Brief:
Copy the material below word for word, from its first line through the line containing "box: [961, 327, 1056, 411]", and nothing past that line.
(Material for the task begins)
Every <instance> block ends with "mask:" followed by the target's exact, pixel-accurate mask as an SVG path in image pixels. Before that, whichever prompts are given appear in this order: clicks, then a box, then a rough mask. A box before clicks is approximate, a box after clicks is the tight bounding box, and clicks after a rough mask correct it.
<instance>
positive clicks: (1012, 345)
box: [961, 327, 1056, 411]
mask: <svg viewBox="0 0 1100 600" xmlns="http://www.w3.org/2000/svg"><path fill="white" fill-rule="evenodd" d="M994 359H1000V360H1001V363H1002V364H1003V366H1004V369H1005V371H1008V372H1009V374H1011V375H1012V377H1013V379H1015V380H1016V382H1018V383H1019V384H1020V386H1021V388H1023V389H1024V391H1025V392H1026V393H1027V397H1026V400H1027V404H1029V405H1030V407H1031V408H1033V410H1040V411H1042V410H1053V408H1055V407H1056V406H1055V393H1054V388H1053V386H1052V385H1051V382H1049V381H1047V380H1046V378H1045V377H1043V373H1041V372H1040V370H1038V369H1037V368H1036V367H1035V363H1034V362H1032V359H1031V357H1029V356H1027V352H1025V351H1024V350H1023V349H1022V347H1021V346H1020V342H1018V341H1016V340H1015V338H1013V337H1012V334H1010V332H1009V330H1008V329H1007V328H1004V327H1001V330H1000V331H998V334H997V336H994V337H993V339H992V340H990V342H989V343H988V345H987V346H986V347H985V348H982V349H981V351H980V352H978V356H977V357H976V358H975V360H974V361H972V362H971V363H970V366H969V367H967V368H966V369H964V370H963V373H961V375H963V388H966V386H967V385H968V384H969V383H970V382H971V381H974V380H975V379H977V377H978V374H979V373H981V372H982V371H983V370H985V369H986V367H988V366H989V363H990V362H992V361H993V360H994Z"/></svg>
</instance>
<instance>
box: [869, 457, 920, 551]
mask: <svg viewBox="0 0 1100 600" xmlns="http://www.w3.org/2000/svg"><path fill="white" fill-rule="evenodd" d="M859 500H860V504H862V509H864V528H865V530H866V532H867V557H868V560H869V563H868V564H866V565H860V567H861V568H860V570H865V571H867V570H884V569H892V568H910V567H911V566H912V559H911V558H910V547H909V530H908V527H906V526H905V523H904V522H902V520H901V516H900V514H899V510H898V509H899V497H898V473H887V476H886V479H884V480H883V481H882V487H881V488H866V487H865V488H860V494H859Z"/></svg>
(Material for the task ends)
Exercise output:
Every <instance> block ends with "mask:" followed by the target's exact, pixel-accurate mask as an SVG path in image pixels. Before that, whichever prompts are given appear in this order: clicks, then a box, then a rough mask. A box before clicks is approximate, a box after clicks is the tight bounding box, and clicks after a rough mask correct it.
<instance>
positive clicks: (1012, 345)
box: [961, 327, 1056, 411]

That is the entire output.